Saved entries:
----
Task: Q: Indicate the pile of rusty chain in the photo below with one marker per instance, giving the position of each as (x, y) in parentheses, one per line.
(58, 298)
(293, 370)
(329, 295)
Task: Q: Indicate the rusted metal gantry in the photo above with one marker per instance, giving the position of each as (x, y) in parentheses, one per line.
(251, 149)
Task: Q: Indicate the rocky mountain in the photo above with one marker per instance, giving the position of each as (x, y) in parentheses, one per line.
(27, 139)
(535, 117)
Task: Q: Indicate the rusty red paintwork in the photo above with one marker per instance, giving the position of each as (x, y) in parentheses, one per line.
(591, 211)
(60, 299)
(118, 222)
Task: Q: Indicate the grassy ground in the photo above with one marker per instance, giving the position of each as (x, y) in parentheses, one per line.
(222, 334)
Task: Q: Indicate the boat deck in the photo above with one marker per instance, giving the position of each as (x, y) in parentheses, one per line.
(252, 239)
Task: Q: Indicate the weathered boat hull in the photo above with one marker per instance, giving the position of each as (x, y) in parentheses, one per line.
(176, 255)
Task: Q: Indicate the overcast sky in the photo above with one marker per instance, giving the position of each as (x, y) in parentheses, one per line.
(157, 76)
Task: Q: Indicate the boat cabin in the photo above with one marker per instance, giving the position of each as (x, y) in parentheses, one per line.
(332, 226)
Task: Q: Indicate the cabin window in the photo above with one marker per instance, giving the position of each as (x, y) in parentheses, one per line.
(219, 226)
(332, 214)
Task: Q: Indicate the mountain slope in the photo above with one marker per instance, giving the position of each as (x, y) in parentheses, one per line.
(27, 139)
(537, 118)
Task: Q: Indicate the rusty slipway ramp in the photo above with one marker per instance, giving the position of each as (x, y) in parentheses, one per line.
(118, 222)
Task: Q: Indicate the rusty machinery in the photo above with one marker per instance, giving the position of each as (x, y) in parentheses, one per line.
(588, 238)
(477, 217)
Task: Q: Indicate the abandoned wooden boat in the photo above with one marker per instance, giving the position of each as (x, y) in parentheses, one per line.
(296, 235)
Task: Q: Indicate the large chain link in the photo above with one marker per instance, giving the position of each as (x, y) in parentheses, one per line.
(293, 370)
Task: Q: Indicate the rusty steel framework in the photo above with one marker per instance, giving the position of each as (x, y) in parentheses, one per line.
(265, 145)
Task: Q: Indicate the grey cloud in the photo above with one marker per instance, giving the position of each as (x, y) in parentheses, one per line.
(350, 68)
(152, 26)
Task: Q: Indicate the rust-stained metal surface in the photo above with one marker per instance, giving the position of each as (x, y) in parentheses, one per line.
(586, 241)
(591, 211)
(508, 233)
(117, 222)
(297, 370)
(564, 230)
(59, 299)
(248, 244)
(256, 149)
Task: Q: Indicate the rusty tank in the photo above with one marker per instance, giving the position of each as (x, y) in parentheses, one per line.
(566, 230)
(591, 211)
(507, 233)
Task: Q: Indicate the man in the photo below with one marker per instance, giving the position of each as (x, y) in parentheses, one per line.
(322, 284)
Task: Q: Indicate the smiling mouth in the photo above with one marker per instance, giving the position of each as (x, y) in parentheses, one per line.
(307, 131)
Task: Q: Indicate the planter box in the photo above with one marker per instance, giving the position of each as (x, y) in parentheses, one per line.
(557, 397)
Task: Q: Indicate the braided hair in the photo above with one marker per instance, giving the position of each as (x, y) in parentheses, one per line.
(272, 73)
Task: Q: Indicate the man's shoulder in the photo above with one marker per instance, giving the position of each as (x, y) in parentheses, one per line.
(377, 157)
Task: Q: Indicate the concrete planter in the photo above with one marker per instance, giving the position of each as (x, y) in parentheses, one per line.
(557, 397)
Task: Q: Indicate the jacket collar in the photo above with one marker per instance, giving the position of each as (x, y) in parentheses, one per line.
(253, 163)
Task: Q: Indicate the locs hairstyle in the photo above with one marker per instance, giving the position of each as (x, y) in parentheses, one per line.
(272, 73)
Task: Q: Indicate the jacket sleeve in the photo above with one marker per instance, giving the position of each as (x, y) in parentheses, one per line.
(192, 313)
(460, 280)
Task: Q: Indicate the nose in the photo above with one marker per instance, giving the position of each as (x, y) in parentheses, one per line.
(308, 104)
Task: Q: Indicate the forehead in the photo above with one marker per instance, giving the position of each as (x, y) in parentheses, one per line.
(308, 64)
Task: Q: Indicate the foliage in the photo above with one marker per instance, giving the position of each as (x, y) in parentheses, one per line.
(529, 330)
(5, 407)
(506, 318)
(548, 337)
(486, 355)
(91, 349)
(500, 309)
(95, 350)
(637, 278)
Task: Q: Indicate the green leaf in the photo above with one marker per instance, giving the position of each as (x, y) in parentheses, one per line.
----
Instructions for the task | Each line of the data is to be transcribed exactly.

Task answer |
Task: Q: Indicate the pile of rusty chain in the photo below with one marker per instance, giving the position of each as (x, y) in parentheses, one per line.
(58, 298)
(293, 370)
(329, 295)
Task: Q: Indicate the rusted metal gantry in the photo above with one marker per instance, giving the position of each as (x, y) in parentheses, one per line.
(251, 149)
Task: Q: Indicate the rocky mountain in the photo above with one marker per instance, giving the position of each as (x, y) in parentheses, one per line.
(27, 139)
(535, 117)
Task: Q: Indicate the rusty red paintwork in the photo above with one marker per instance, giving the position of each as (x, y) in parentheses, one per line.
(591, 211)
(60, 299)
(118, 222)
Task: Q: Indicate the grassy ground in the photo above with one marker per instance, giving the position of each as (x, y) in parentheses, one per line.
(222, 334)
Task: Q: Indicate the boat deck in the photo above with one marker per instance, giving the position of each as (x, y) in parentheses, one per line.
(252, 239)
Task: Q: Indicate the weathered boat hull in the photo above with one marker per instance, giving the position of each as (x, y) in parentheses, one per line.
(176, 255)
Task: Q: Indicate the overcast sky in the photo above with one marker per instance, giving the position of each as (x, y) in parentheses, one per line.
(157, 76)
Task: Q: Indicate the boat cabin in the photo above with one marker per instance, giving the position of each as (x, y) in parentheses, one per line.
(332, 226)
Task: Q: Indicate the cabin window in the photo above with one marker per instance, giving the position of each as (x, y) in parentheses, one per line.
(219, 226)
(332, 214)
Task: Q: Indicate the mountain slope in the photo above with one marker per instance, giving the position of each as (x, y) in parentheses, one per line.
(27, 139)
(537, 118)
Task: Q: Indicate the rusty slipway ramp in the photo above with one marker per instance, giving the position of each as (x, y) in parentheses, one per line.
(118, 222)
Task: Q: Indicate the rusty machinery in the photo above with one marker per instance, giving the position of each as (x, y) in parentheses, one per line.
(588, 238)
(477, 217)
Task: Q: Indicate the abandoned wooden boat in the photo above with one marker per instance, giving the position of each as (x, y) in parentheses, one per line.
(296, 235)
Task: Q: Indicate the large chain link in the photo above with one marker per instance, giving the position of each as (x, y) in parentheses, one per line.
(293, 370)
Task: Q: Indicate the rusty steel framework in the photo above with one marker per instance, giving the position of each as (x, y) in parentheses, one per line.
(265, 145)
Task: Q: Indicate the grey cloud in the photo above with one marker per instance, giving the position of each as (x, y) in parentheses, one per line.
(350, 68)
(152, 26)
Task: Q: Indicate the rust-stained metal surface in the photo above with one marker per instance, giving the position of each as (x, y) in parentheses, one per line.
(586, 241)
(591, 211)
(508, 233)
(117, 222)
(297, 370)
(564, 230)
(59, 299)
(248, 244)
(256, 149)
Task: Q: Indicate the rusty tank in the photo above with one marker per instance, giving the position of each as (x, y) in parentheses, one per line.
(566, 230)
(591, 211)
(507, 233)
Task: Q: Indicate the man in the photo below with one marker per instance, giving the position of each as (x, y) in parentheses, one per line.
(322, 284)
Task: Q: Indicate the smiling mouth in the photo above with one marker per instance, giving the position of each as (x, y) in parentheses, one per line.
(307, 131)
Task: Q: Indicate the planter box in the photo above with one marker per instance, giving the position of each as (x, y) in parentheses, one per line.
(557, 397)
Task: Q: Indicate the braided hair in the photo above with one marker per instance, giving the position of each as (x, y) in parentheses, one per line.
(272, 73)
Task: Q: Indicate the man's shoulder in the photo above with one marker per instance, giving the position of each as (x, y) in parentheses, one per line.
(377, 157)
Task: Q: Indicate the concrete planter in the photo above with one marker per instance, giving the position of each as (x, y) in parentheses, one per line.
(557, 397)
Task: Q: Indicate the jacket collar in the photo above with one marker per instance, giving the position of each as (x, y) in parentheses, one per line.
(253, 163)
Task: Q: Indicate the locs hairstyle in the photo above with one marker per instance, giving the position of each as (x, y) in parentheses, one per line.
(272, 73)
Task: Q: Indicate the jacket sleeve in the photo above with one marker per instance, giving the position of each as (x, y) in parentheses, one per line.
(192, 313)
(460, 280)
Task: Q: Indicate the nose in the photo above with one marker per instance, giving the position of each as (x, y) in parentheses, one per line.
(308, 104)
Task: Q: Indicate the forehead in the photo above with one marker per instance, giving the position of each as (x, y) in parentheses, one per line.
(308, 64)
Task: Q: Indicate the foliage in the photo above with one marker per instance, giving the position of each as (x, y) in parentheses, one per line.
(529, 330)
(5, 407)
(506, 318)
(548, 337)
(486, 355)
(91, 349)
(500, 309)
(95, 350)
(637, 278)
Task: Q: Indicate the green leaf in the photo above with one marker per instance, giving the position of each as (x, y) in parentheses, one per line.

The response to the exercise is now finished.